## Start

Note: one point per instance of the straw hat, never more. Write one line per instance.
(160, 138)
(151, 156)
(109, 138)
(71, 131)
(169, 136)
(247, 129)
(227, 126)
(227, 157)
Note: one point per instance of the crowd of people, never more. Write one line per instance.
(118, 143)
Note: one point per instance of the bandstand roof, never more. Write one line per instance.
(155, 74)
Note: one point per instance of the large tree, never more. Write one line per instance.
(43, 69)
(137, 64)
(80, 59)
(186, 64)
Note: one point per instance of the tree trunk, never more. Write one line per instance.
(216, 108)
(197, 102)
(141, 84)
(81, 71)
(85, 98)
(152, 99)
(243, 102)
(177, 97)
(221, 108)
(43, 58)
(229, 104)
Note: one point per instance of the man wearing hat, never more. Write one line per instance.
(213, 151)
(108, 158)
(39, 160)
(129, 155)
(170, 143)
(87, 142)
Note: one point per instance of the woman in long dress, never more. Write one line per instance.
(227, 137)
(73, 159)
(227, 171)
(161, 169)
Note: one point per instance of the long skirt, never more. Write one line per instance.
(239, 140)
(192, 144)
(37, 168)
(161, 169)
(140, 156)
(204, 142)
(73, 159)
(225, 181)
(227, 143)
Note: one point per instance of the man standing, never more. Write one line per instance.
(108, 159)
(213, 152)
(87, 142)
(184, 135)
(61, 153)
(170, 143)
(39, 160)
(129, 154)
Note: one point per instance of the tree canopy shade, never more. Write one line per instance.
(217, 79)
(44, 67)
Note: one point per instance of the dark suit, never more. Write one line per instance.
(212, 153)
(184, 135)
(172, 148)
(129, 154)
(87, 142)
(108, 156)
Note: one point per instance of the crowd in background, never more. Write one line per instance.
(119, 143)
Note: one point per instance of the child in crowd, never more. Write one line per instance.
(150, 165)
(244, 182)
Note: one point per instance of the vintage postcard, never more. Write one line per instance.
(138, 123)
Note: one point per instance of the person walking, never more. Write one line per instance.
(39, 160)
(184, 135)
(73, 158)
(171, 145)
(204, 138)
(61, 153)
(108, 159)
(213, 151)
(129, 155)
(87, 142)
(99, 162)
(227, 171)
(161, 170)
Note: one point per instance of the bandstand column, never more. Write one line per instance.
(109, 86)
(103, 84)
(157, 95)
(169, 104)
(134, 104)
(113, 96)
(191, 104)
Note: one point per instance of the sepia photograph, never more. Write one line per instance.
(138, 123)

## End

### Task statement
All lines from the one containing "Note: one point per instance of the crowd in" through the end of the records, both ends included, are to be quoted exactly; please add nothing else.

### Output of the task
Note: one point per instance of the crowd in background, never more. Write one line per instance.
(119, 143)
Note: one point per instance of the child in crowd, never more. Write one line per instance.
(150, 165)
(244, 182)
Note: one point per instance of the vintage postcard, never more. Write one line per instance.
(138, 123)
Note: one point per instance of the person walking, never more. Write one line per instance.
(39, 160)
(184, 135)
(73, 158)
(171, 145)
(204, 138)
(61, 153)
(108, 159)
(213, 151)
(129, 155)
(87, 142)
(99, 162)
(227, 171)
(161, 170)
Note: one point per instance of the bandstand column, never more. Write one line per instance.
(109, 86)
(103, 84)
(157, 95)
(169, 104)
(134, 104)
(113, 96)
(191, 104)
Note: one point per instance of the sepia photograph, never more. Write one line per instance.
(138, 123)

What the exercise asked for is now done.